■ **EXERCISE BRIEF**:
Convert every line of the listing below into a JSON array of strings, one string per line, skipping any blank lines.

[Raw listing]

>>>

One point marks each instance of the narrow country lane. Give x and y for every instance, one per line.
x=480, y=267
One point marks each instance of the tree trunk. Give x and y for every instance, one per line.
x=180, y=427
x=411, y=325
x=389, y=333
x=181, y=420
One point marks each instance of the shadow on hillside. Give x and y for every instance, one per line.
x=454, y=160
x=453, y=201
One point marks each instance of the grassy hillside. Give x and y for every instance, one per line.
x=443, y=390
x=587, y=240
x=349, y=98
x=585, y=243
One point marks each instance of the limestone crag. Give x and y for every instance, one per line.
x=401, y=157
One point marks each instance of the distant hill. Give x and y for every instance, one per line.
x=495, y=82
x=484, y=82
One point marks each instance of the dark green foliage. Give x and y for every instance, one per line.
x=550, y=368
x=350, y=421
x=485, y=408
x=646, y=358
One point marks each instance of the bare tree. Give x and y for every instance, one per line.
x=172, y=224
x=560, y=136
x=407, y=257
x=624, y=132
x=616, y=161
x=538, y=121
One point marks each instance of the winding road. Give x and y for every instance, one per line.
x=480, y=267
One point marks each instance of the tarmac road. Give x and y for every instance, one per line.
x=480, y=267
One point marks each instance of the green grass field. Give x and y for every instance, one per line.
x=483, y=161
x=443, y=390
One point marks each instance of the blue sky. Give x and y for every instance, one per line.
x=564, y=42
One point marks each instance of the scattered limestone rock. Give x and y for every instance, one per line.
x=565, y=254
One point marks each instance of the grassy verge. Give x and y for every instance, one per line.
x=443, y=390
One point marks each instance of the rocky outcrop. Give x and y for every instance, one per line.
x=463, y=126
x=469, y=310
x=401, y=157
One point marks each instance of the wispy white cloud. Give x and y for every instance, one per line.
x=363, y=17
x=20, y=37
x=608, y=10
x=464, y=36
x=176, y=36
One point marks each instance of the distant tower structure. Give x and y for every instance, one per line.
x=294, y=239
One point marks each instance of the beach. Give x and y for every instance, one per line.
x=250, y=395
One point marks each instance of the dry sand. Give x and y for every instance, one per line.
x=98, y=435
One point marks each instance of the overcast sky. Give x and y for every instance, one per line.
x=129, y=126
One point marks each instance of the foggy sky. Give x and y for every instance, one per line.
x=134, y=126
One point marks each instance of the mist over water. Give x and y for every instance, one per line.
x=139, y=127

<<<

■ **COMPLETE RESPONSE**:
[
  "One point marks each instance of the narrow country lane. Give x and y for every instance, one per line.",
  "x=480, y=267",
  "One point marks each instance of the tree trunk. Give x and y for every instance, one per line.",
  "x=180, y=427",
  "x=411, y=325",
  "x=389, y=333",
  "x=181, y=420",
  "One point marks each instance of the shadow on hillside. Give x and y for every instance, one per line.",
  "x=454, y=160",
  "x=453, y=201",
  "One point marks each instance of the grassy hillside. Give x and y for every instance, one per line.",
  "x=443, y=390",
  "x=587, y=240",
  "x=349, y=98",
  "x=585, y=243",
  "One point marks each instance of the limestone crag. Give x and y for every instance, one per line.",
  "x=401, y=157",
  "One point marks each instance of the distant hill. Give x and y for every instance, one per line.",
  "x=495, y=82",
  "x=484, y=82",
  "One point marks each instance of the dark green foliage. Give x and y for every instance, one per line.",
  "x=550, y=368",
  "x=350, y=421",
  "x=485, y=408",
  "x=646, y=358",
  "One point marks each instance of the bare tree. Give x and y for every instance, one per line.",
  "x=172, y=224",
  "x=560, y=136",
  "x=407, y=257",
  "x=624, y=132",
  "x=616, y=161",
  "x=538, y=121",
  "One point marks each instance of the winding road. Give x and y for every instance, one per line.",
  "x=480, y=267",
  "One point marks each instance of the tarmac road. Give x and y for every instance, one per line.",
  "x=480, y=267",
  "One point marks each instance of the green grass field. Give x and y for every instance, one per line.",
  "x=483, y=161",
  "x=443, y=390",
  "One point marks each instance of the blue sky. Give x and y for every instance, one per line.",
  "x=564, y=42",
  "One point marks each instance of the scattered limestone rock. Give x and y for every instance, one per line.",
  "x=565, y=254",
  "One point marks each instance of the grassy verge. Give x and y for every instance, one per line.",
  "x=443, y=390",
  "One point marks each instance of the rocky outcrop. Give x and y for every instance, one per line.",
  "x=463, y=126",
  "x=469, y=310",
  "x=401, y=157",
  "One point marks each instance of the wispy white cloud. Give x and y for every instance, one per line.",
  "x=363, y=17",
  "x=20, y=37",
  "x=608, y=10",
  "x=464, y=36",
  "x=176, y=36",
  "One point marks each instance of the distant tower structure. Give x and y for every instance, one per line.",
  "x=294, y=239",
  "One point marks each instance of the beach. Give x and y for every instance, one per line.",
  "x=250, y=395",
  "One point marks each instance of the dry sand. Give x and y for every instance, one per line.",
  "x=98, y=435",
  "One point marks each instance of the overcast sky. Give x and y for every instance, one per line.",
  "x=129, y=126",
  "One point marks each instance of the foggy sky. Give x and y for every instance, one per line.",
  "x=134, y=126",
  "One point marks each instance of the mist over water. Give x and y for every instance, one per line.",
  "x=139, y=127"
]